> [TRECHO SELECIONADO]
________________________

Já ostentando a maior estimativa pré-leilão de um livro ou manuscrito (de US$ 30 a US$ 50 milhões, entre R$ 158 e R$ 264 millhões), o Codex Sassoon pode se tornar o livro mais caro já vendido em leilão quando chegar ao mercado nesta primavera norte-americana. Atualmente, esse título pertence a uma primeira edição da Constituição dos Estados Unidos, vendida por US$ 43,2 milhões (R$ 228 milhões) em 2021 ao bilionário Ken Griffin.

Acredita-se que o Codex Sassoon tenha sido escrito no final do século 9 ou início do século 10 e é especialmente valioso porque é a Bíblia hebraica mais antiga e completa que existe, contendo cada um dos 24 livros, incluindo a Torá (ou Pentateuco), os Nevi’im (ou Profetas) e Ketuvim (ou Escritos). Ele também contém marcas cruciais de vogais e cantilação que outros manuscritos judaicos, como os Manuscritos do Mar Morto, não possuem – o que significa que os leitores hebraicos modernos podem entendê-lo.

“Analisamos outros semelhantes ​​e percebemos que não há comparação”, diz Mintz. “É um livro que tem tanta ressonância para tantos milhões de pessoas ao redor do mundo, então sentimos que o preço era equivalente ao seu poder.”

________________________

Trecho do conjunto de dados:
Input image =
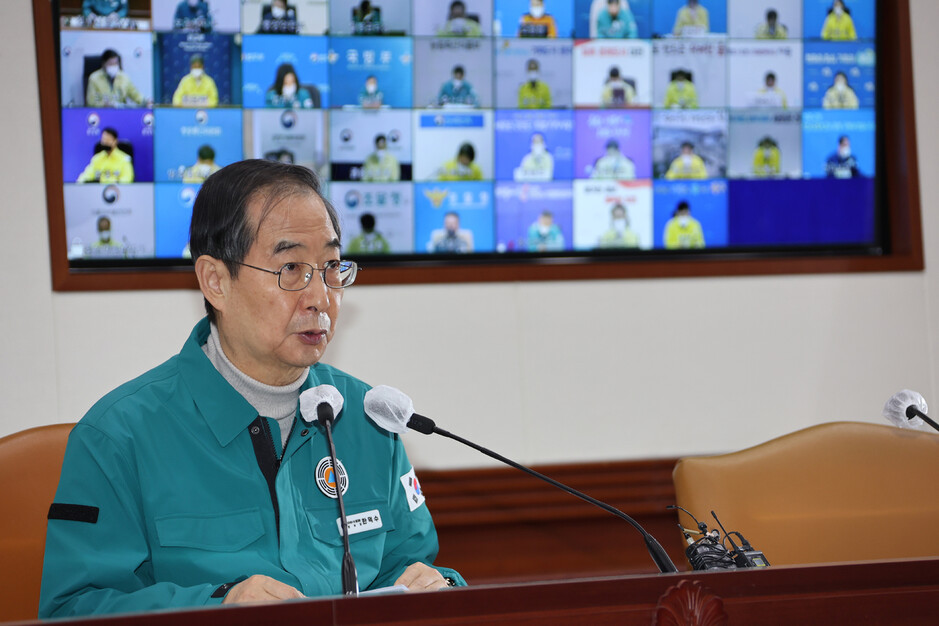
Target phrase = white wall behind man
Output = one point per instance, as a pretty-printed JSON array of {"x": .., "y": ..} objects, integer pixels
[{"x": 544, "y": 372}]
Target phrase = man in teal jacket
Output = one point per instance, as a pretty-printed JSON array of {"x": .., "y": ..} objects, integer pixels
[{"x": 201, "y": 482}]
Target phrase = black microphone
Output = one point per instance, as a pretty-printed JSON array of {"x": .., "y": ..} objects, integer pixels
[
  {"x": 392, "y": 410},
  {"x": 321, "y": 405},
  {"x": 907, "y": 409}
]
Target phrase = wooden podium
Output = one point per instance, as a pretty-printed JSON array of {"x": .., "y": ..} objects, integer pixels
[{"x": 874, "y": 592}]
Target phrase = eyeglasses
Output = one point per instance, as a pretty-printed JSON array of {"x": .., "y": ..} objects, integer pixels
[{"x": 296, "y": 276}]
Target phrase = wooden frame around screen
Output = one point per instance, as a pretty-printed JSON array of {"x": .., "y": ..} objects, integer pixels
[{"x": 900, "y": 175}]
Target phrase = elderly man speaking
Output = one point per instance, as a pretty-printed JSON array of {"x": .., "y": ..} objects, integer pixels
[{"x": 200, "y": 482}]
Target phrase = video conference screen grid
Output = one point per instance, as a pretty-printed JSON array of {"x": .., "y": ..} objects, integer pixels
[{"x": 484, "y": 127}]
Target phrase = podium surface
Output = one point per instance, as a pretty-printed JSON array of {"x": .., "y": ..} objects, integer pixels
[{"x": 873, "y": 592}]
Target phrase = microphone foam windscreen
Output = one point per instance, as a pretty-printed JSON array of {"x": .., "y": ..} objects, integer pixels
[
  {"x": 389, "y": 408},
  {"x": 895, "y": 409},
  {"x": 315, "y": 396}
]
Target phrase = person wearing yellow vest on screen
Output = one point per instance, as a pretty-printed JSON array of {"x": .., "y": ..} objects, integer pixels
[
  {"x": 462, "y": 167},
  {"x": 687, "y": 165},
  {"x": 767, "y": 158},
  {"x": 840, "y": 95},
  {"x": 839, "y": 26},
  {"x": 683, "y": 232},
  {"x": 771, "y": 28},
  {"x": 534, "y": 93},
  {"x": 681, "y": 92},
  {"x": 537, "y": 23},
  {"x": 196, "y": 89},
  {"x": 692, "y": 20},
  {"x": 110, "y": 164}
]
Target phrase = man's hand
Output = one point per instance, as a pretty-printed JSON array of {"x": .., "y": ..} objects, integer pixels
[
  {"x": 260, "y": 588},
  {"x": 420, "y": 577}
]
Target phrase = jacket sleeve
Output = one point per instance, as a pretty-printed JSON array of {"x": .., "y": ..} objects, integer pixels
[
  {"x": 414, "y": 538},
  {"x": 97, "y": 557}
]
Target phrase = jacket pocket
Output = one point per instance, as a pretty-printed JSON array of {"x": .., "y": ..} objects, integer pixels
[
  {"x": 219, "y": 532},
  {"x": 366, "y": 519}
]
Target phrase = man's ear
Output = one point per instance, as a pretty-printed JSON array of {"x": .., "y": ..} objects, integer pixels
[{"x": 214, "y": 280}]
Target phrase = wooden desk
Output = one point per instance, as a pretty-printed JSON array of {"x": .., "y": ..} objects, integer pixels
[{"x": 881, "y": 592}]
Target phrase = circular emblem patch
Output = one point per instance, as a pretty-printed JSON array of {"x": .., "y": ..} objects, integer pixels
[{"x": 326, "y": 477}]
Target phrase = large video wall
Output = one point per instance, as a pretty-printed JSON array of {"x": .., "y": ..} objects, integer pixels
[{"x": 479, "y": 126}]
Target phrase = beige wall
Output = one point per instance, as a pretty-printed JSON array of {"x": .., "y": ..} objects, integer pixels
[{"x": 544, "y": 372}]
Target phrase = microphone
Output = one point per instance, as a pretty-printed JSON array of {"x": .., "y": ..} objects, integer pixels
[
  {"x": 907, "y": 409},
  {"x": 321, "y": 405},
  {"x": 392, "y": 410}
]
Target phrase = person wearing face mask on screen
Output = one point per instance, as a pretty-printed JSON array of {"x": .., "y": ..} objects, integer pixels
[
  {"x": 193, "y": 15},
  {"x": 196, "y": 89},
  {"x": 457, "y": 24},
  {"x": 840, "y": 95},
  {"x": 537, "y": 23},
  {"x": 619, "y": 235},
  {"x": 534, "y": 93},
  {"x": 109, "y": 86},
  {"x": 204, "y": 481},
  {"x": 839, "y": 25},
  {"x": 613, "y": 164},
  {"x": 692, "y": 20},
  {"x": 457, "y": 91},
  {"x": 842, "y": 163},
  {"x": 110, "y": 164},
  {"x": 381, "y": 166},
  {"x": 683, "y": 232},
  {"x": 278, "y": 18},
  {"x": 537, "y": 165},
  {"x": 687, "y": 165}
]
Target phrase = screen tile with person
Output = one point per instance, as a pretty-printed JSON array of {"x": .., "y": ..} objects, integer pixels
[
  {"x": 533, "y": 217},
  {"x": 285, "y": 17},
  {"x": 454, "y": 18},
  {"x": 534, "y": 146},
  {"x": 840, "y": 75},
  {"x": 689, "y": 18},
  {"x": 109, "y": 221},
  {"x": 197, "y": 70},
  {"x": 456, "y": 73},
  {"x": 377, "y": 218},
  {"x": 533, "y": 74},
  {"x": 612, "y": 74},
  {"x": 613, "y": 215},
  {"x": 194, "y": 144},
  {"x": 533, "y": 19},
  {"x": 839, "y": 144},
  {"x": 107, "y": 145},
  {"x": 840, "y": 20},
  {"x": 689, "y": 74},
  {"x": 288, "y": 136},
  {"x": 613, "y": 145},
  {"x": 106, "y": 69},
  {"x": 371, "y": 146},
  {"x": 453, "y": 217},
  {"x": 370, "y": 72},
  {"x": 370, "y": 17},
  {"x": 285, "y": 72},
  {"x": 689, "y": 145},
  {"x": 765, "y": 144},
  {"x": 764, "y": 19},
  {"x": 453, "y": 146},
  {"x": 202, "y": 16},
  {"x": 690, "y": 215}
]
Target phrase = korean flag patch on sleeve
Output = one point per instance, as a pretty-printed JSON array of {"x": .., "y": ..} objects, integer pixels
[{"x": 412, "y": 490}]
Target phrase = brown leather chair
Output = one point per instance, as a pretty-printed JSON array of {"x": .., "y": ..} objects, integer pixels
[
  {"x": 842, "y": 491},
  {"x": 30, "y": 463}
]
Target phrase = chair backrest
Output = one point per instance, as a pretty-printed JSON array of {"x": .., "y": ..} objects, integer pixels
[
  {"x": 30, "y": 463},
  {"x": 841, "y": 491}
]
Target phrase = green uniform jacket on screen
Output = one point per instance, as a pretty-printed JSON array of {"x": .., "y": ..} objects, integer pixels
[{"x": 163, "y": 499}]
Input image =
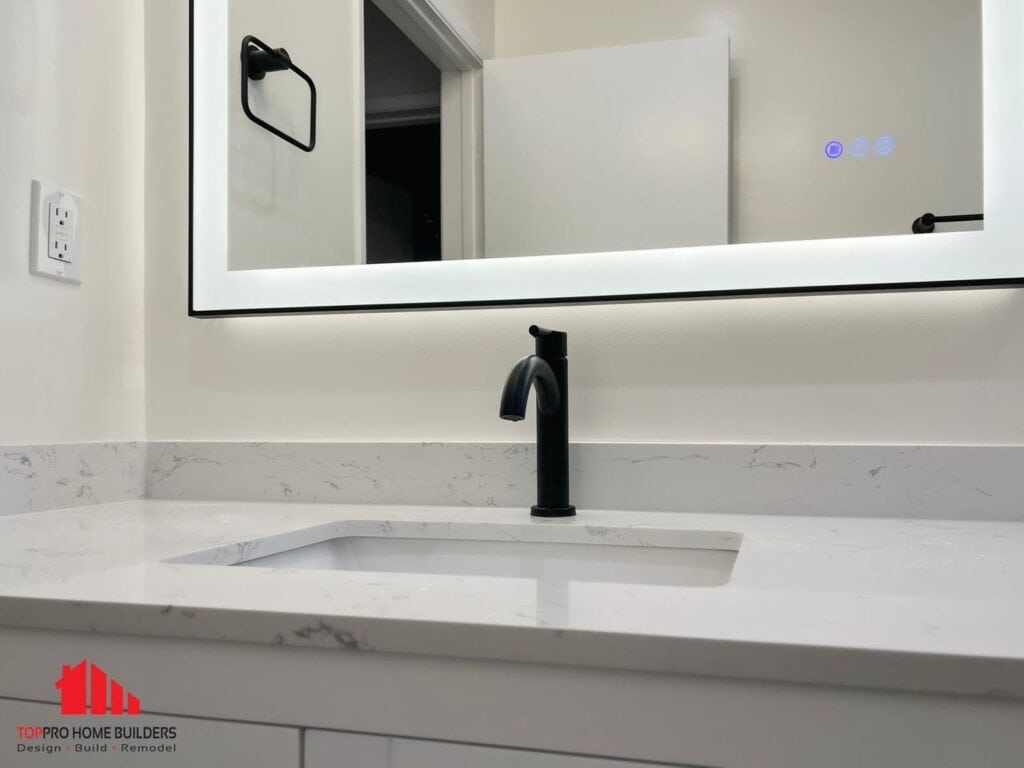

________________________

> [TAREFA SOLICITADA]
Estenda o trecho sobre o Codex Sassoon, continuando a partir da última frase. As entradas não têm relação com o trecho sobre o Codex Sassoon.

> [RESPOSTA]
Para o Codex Sassoon, o leilão de maio é a última parada em sua extraordinária jornada de mil anos, que começou com um patrono rico, cerca de 200 peças de pele de carneiro e mais de um ano de trabalho para um único escriba. Embora a pessoa que encomendou a Bíblia esteja perdida na história, os registros inscritos em suas páginas ao longo dos séculos permitem que os estudiosos rastreiem definitivamente os proprietários posteriores.

A primeira venda conhecida do Codex ocorreu no início do século 11, quando o empresário Khalaf ben Abraham o vendeu para Isaac ben Ezekiel al-Attar por cerca de 37 dinares de ouro, ou dinheiro suficiente para alimentar uma família de quatro pessoas por dois anos. Ele então deixou o manuscrito a seus filhos com a condição de que nunca o vendessem.

A Bíblia acabou se tornando parte de uma sinagoga em Makisin, na atual Síria, mas a pequena vila foi destruída entre os séculos 13 e 15. O livro foi confiado a um membro da comunidade para protegê-la até que a sinagoga fosse reconstruída – o que nunca aconteceu.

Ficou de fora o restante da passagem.